Material supplied
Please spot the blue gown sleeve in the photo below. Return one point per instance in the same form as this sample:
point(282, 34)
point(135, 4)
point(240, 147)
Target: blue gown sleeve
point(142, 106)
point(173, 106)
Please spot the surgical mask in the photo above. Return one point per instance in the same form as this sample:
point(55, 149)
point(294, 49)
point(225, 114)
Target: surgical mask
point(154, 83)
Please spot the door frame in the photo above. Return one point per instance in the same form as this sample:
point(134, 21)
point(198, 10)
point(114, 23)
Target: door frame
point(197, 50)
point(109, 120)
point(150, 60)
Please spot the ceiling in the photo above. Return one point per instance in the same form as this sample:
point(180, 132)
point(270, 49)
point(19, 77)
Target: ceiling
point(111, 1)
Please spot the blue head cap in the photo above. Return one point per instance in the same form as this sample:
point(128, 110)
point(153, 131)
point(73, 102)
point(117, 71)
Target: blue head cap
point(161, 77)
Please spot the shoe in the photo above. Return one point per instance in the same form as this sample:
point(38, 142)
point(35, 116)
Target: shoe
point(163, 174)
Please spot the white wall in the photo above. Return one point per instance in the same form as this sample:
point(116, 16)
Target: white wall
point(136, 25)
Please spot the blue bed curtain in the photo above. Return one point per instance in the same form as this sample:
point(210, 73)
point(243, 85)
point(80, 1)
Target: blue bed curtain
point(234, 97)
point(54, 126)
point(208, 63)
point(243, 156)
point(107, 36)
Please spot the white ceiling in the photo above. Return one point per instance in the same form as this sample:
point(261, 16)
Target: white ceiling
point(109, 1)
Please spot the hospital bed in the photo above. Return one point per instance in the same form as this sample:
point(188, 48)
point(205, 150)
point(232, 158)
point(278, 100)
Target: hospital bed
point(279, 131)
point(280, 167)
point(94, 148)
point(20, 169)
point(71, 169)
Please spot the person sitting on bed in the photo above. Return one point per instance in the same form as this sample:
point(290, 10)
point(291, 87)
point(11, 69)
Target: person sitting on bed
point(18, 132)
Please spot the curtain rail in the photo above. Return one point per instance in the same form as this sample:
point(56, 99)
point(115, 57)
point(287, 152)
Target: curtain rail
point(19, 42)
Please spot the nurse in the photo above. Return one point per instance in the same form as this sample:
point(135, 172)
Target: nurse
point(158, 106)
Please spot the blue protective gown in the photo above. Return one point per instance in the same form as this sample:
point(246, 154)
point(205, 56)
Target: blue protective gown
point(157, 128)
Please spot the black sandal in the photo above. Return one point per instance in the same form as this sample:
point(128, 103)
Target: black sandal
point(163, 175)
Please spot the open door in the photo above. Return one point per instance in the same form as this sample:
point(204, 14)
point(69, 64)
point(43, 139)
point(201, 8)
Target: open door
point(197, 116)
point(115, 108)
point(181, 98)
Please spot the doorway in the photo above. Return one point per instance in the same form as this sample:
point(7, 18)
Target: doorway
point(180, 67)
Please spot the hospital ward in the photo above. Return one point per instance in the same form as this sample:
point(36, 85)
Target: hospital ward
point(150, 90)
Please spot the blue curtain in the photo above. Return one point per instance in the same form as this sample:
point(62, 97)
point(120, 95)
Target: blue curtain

The task
Can you convert the lines above, from the very first one through the line containing "point(111, 1)" with both ends included, into a JSON list of strings with one string per line and blank lines omitted?

Full solution
[
  "Please spot the blue gown sleeve in the photo below. Return one point per instance in the same form as this sample:",
  "point(282, 34)",
  "point(135, 4)",
  "point(240, 147)",
  "Target: blue gown sleeve",
  "point(142, 106)",
  "point(173, 106)",
  "Please spot the surgical mask in the photo above. Return one point per instance in the same form as this sample:",
  "point(55, 149)",
  "point(294, 49)",
  "point(225, 114)",
  "Target: surgical mask",
  "point(154, 83)",
  "Please spot the door frame in the photo above. Return one point per instance in the same form as this sample:",
  "point(134, 21)",
  "point(198, 10)",
  "point(114, 23)",
  "Target: door frame",
  "point(197, 50)",
  "point(109, 120)",
  "point(150, 60)",
  "Please spot the ceiling in the photo above. Return one point per instance in the same form as this sample:",
  "point(180, 132)",
  "point(270, 49)",
  "point(19, 77)",
  "Target: ceiling",
  "point(111, 1)"
]